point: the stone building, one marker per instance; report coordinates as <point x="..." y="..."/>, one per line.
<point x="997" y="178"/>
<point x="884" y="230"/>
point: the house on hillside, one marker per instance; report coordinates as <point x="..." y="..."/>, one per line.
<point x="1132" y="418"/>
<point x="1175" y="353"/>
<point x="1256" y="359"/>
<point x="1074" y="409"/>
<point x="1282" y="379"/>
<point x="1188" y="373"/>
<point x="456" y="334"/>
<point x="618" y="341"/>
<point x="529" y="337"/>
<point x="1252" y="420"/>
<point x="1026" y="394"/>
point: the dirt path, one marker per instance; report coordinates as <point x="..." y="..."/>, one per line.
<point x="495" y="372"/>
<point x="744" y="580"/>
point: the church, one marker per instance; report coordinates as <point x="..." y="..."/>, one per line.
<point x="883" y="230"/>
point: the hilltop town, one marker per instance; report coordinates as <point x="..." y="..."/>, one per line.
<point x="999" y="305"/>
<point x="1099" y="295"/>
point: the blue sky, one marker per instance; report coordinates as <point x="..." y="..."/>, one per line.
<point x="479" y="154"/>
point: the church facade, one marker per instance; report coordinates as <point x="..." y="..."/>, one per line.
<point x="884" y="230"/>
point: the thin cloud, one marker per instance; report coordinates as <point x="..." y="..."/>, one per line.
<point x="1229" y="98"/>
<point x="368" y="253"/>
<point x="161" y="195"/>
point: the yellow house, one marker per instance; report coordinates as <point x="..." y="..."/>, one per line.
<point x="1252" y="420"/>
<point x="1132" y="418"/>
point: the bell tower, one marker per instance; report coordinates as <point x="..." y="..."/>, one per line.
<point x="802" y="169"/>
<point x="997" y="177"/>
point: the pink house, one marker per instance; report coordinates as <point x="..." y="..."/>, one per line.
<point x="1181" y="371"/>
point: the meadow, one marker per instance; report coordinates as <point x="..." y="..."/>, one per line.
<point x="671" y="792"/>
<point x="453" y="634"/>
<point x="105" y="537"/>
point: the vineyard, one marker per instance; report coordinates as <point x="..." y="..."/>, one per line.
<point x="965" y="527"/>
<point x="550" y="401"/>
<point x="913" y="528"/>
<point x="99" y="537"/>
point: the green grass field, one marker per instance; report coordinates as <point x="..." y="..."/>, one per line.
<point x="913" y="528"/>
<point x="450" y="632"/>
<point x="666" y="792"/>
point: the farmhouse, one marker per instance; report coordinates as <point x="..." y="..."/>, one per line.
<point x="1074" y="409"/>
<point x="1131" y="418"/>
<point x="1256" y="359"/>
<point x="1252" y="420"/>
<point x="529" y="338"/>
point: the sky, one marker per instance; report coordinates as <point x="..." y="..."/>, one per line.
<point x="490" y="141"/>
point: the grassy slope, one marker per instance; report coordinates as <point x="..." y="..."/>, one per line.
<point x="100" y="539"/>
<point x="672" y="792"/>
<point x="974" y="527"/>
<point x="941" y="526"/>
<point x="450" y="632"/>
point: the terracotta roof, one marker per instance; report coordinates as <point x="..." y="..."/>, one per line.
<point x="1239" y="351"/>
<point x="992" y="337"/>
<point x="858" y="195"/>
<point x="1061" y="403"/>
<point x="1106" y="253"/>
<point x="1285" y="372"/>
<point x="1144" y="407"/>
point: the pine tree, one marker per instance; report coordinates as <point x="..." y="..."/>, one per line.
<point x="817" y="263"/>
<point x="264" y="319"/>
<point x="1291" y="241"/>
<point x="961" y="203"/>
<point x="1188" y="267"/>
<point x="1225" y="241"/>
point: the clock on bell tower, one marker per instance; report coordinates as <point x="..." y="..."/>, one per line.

### [Task statement]
Reproduce all of the entries verbatim.

### [Written solution]
point: the stone building, one marker per instance; report coordinates as <point x="..." y="..."/>, one per line.
<point x="997" y="178"/>
<point x="884" y="230"/>
point: the house on hillside, one marker per instance; report coordinates as <point x="..." y="..."/>, one per line.
<point x="1132" y="418"/>
<point x="1175" y="353"/>
<point x="1256" y="359"/>
<point x="1074" y="409"/>
<point x="1282" y="379"/>
<point x="1188" y="373"/>
<point x="456" y="334"/>
<point x="618" y="341"/>
<point x="529" y="337"/>
<point x="1252" y="420"/>
<point x="1026" y="394"/>
point: the dirt path, one marker per instance; report coordinates as <point x="..." y="..."/>, one per line.
<point x="495" y="372"/>
<point x="744" y="580"/>
point: the church, one marker per instance; report coordinates as <point x="..." y="..."/>, one per line.
<point x="883" y="230"/>
point: the hilltop town, one marker per instance; report coordinates as <point x="..." y="..."/>, one per line.
<point x="999" y="305"/>
<point x="1099" y="295"/>
point: the blue sky, one marker per instance; report coordinates as <point x="..." y="..."/>, one per line.
<point x="479" y="154"/>
point: the church facade, one marker per instance; report coordinates as <point x="..." y="..."/>, one per line.
<point x="884" y="230"/>
point: the thin cloud, one marker per instance; report coordinates as <point x="..." y="..."/>, one per line.
<point x="1229" y="98"/>
<point x="368" y="253"/>
<point x="161" y="195"/>
point: the yellow house, one marker per instance; report coordinates as <point x="..." y="..."/>, one per line.
<point x="1252" y="420"/>
<point x="1132" y="418"/>
point: the bell tower, one marker per instance; report coordinates as <point x="..." y="..."/>, one per line.
<point x="802" y="169"/>
<point x="997" y="177"/>
point: the pink house, one marker per instance; report coordinates as <point x="..." y="..."/>, one per line.
<point x="1181" y="371"/>
point: the meadow, one marker per instance; report coordinates as <point x="..." y="..."/>, one per line.
<point x="671" y="792"/>
<point x="453" y="634"/>
<point x="105" y="537"/>
point: the vineyard, one marker per instance; report coordinates as <point x="..." y="..."/>, one per line.
<point x="965" y="527"/>
<point x="550" y="401"/>
<point x="913" y="528"/>
<point x="99" y="537"/>
point: the green grass field, one marker per instance; report coordinates as <point x="..." y="..."/>, one per line.
<point x="913" y="528"/>
<point x="450" y="632"/>
<point x="666" y="792"/>
point: the farmhouse, one marker per instance; report coordinates as <point x="..." y="..."/>, one per line.
<point x="1074" y="409"/>
<point x="1131" y="418"/>
<point x="1256" y="359"/>
<point x="1252" y="420"/>
<point x="529" y="338"/>
point: the sky, one marker per instance; report coordinates as <point x="..." y="..."/>, one per line.
<point x="490" y="141"/>
point: the grassy slope, one marker per instance; report coordinates as <point x="..." y="..."/>, one per line.
<point x="100" y="539"/>
<point x="672" y="792"/>
<point x="974" y="527"/>
<point x="941" y="526"/>
<point x="450" y="632"/>
point: the terracotta roof, one marker per instance; report coordinates as <point x="..." y="..."/>, one per line.
<point x="1239" y="351"/>
<point x="992" y="337"/>
<point x="858" y="195"/>
<point x="1061" y="403"/>
<point x="1106" y="253"/>
<point x="1285" y="372"/>
<point x="1144" y="407"/>
point: the pine tree, one marker per instance; report coordinates as <point x="..." y="..."/>, one per line.
<point x="817" y="263"/>
<point x="264" y="319"/>
<point x="1291" y="241"/>
<point x="961" y="203"/>
<point x="1188" y="267"/>
<point x="1225" y="241"/>
point: the clock on bell tower, one marker per instance; report coordinates as <point x="..." y="..."/>, one per line.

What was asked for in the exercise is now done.